THE EXERCISE:
Rewrite the items as a Markdown table with the columns Row and Line. Give each line of the items its own numbered row, and leave out the blank lines.

(Segmentation annotation items)

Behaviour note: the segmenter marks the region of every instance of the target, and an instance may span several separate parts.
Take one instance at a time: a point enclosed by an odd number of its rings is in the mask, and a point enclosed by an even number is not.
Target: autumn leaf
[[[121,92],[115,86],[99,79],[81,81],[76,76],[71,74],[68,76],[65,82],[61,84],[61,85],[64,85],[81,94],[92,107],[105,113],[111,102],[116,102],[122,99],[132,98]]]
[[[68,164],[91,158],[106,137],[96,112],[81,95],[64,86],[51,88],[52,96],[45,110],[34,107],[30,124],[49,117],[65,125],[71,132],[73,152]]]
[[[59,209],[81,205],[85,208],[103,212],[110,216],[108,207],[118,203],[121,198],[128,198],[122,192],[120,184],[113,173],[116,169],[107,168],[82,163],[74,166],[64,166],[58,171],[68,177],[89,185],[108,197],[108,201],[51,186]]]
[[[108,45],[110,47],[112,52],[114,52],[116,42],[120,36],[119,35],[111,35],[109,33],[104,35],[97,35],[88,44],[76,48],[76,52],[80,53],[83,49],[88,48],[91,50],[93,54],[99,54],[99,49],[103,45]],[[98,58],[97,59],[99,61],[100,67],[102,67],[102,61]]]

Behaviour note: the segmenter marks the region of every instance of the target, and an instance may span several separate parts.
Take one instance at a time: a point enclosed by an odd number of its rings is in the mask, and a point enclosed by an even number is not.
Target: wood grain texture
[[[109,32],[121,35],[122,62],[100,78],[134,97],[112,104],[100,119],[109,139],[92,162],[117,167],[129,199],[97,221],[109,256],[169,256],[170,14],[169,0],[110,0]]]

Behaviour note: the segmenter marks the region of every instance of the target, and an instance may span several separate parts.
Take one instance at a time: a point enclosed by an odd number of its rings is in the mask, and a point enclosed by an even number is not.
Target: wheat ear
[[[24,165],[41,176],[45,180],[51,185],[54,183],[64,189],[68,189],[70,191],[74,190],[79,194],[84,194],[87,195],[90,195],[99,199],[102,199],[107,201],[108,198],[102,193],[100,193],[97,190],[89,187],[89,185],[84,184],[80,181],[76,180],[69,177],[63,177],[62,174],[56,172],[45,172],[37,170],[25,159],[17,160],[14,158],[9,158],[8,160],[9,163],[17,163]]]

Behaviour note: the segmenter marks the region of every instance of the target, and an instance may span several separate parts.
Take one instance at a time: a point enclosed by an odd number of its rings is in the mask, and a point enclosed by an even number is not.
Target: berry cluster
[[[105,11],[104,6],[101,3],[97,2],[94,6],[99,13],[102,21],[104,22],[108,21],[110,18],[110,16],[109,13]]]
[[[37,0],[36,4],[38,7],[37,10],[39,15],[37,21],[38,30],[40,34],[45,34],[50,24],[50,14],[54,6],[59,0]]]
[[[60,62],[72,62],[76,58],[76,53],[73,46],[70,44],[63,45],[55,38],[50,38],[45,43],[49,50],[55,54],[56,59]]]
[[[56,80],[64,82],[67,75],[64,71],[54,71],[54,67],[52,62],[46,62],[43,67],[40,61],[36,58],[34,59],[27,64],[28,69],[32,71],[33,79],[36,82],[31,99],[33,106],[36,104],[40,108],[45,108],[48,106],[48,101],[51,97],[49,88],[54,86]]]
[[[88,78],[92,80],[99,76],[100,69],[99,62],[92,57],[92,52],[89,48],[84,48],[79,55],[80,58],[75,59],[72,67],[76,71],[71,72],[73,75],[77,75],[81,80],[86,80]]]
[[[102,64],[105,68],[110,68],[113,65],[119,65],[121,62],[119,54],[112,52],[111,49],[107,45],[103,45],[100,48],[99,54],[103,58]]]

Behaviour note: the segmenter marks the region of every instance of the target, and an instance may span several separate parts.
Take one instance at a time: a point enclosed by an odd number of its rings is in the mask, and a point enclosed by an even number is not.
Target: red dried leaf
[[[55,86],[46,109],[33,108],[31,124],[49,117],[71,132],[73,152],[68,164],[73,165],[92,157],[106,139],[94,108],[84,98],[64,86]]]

ANSWER FOR THE TASK:
| Row | Line |
|---|---|
| 1 | Behaviour note: the segmenter marks the region of every instance of the target, and an instance may span several separate parts. |
| 2 | Take one instance at a time: a point enclosed by an odd number of its rings is in the mask, and a point enclosed by an even number is not. |
| 3 | Target: autumn leaf |
| 4 | [[[121,92],[115,86],[99,79],[81,81],[76,76],[71,74],[68,76],[65,82],[61,84],[61,85],[64,85],[81,94],[92,107],[105,113],[111,102],[116,102],[122,99],[132,98]]] |
| 5 | [[[68,164],[91,158],[106,137],[96,112],[81,95],[64,86],[51,88],[52,96],[45,110],[34,107],[30,124],[49,117],[65,125],[71,132],[73,152]]] |
| 6 | [[[59,209],[81,205],[85,208],[103,212],[110,216],[108,207],[118,203],[121,198],[128,198],[122,192],[120,184],[113,173],[116,169],[107,168],[82,163],[74,166],[64,166],[58,171],[68,177],[89,185],[108,197],[108,201],[51,186]]] |
| 7 | [[[108,45],[110,47],[112,52],[114,52],[116,42],[120,36],[119,35],[111,35],[109,33],[104,35],[97,35],[88,44],[76,48],[76,52],[80,53],[83,49],[88,48],[91,50],[93,54],[99,54],[99,49],[103,45]],[[98,58],[97,59],[99,61],[100,67],[102,67],[102,61]]] |
| 8 | Behaviour note: the segmenter marks the region of every instance of the target, and an instance may span several separate parts. |
| 9 | Take one instance at a time: a point enclosed by an odd number of its rings is in the mask, and a point enclosed by an even number is not. |
| 10 | Target: wood grain texture |
| 11 | [[[109,32],[121,35],[122,62],[100,78],[134,97],[112,104],[100,119],[109,139],[92,162],[117,167],[129,199],[97,221],[109,256],[169,256],[170,14],[169,0],[110,0]]] |
| 12 | Behaviour note: the segmenter marks the region of every instance of the target, and an instance may span several separate parts. |
| 13 | Take one instance at a time: a point enclosed by an odd number of its rings is in the mask, and a point enclosed by an even number is not. |
| 14 | Target: wheat ear |
| 15 | [[[24,165],[41,176],[45,180],[51,185],[54,183],[64,189],[68,189],[70,191],[74,190],[79,194],[84,194],[87,195],[90,195],[99,199],[102,199],[107,201],[108,198],[102,193],[100,193],[97,190],[89,187],[89,185],[84,184],[80,181],[76,180],[69,177],[63,177],[62,174],[56,172],[45,172],[37,170],[25,159],[17,160],[14,158],[9,158],[8,160],[9,163],[17,163]]] |
| 16 | Behaviour note: the segmenter marks the region of every instance of the target, and an instance may span several separate parts. |
| 17 | Take one instance at a time: a point enclosed by an odd number of its rings is in the mask, and a point enclosed by an even number is not. |
| 18 | Target: berry cluster |
| 19 | [[[105,11],[104,6],[101,3],[97,2],[94,6],[99,13],[102,21],[104,22],[108,21],[110,18],[110,16],[109,13]]] |
| 20 | [[[37,0],[36,4],[38,7],[37,10],[39,15],[37,21],[38,30],[40,34],[45,34],[50,24],[50,14],[54,6],[59,0]]] |
| 21 | [[[60,62],[72,62],[76,58],[76,53],[73,46],[70,44],[63,45],[55,38],[50,38],[45,43],[49,50],[55,54],[56,59]]] |
| 22 | [[[56,80],[64,82],[67,75],[64,71],[54,71],[54,67],[52,62],[46,62],[43,67],[40,61],[36,58],[34,59],[27,64],[28,69],[32,71],[33,79],[36,82],[31,99],[33,106],[36,104],[40,108],[45,108],[48,106],[48,101],[51,97],[49,88],[54,86]]] |
| 23 | [[[88,78],[92,80],[99,76],[100,69],[99,62],[92,57],[92,52],[89,48],[84,48],[79,55],[80,58],[75,59],[72,67],[76,71],[71,72],[73,75],[77,75],[81,80],[86,80]]] |
| 24 | [[[102,64],[105,68],[110,68],[113,65],[119,65],[121,62],[119,54],[112,52],[111,49],[107,45],[103,45],[100,48],[99,54],[103,58]]] |
| 25 | Behaviour note: the segmenter marks the region of every instance of the target, and an instance may span several separate parts. |
| 26 | Take one instance at a time: a point enclosed by an odd number of its rings is in the mask, and a point enclosed by an even number is not. |
| 27 | Target: red dried leaf |
| 28 | [[[55,86],[46,109],[33,108],[31,124],[49,117],[71,132],[73,152],[68,164],[73,165],[92,157],[106,139],[94,108],[84,98],[64,86]]] |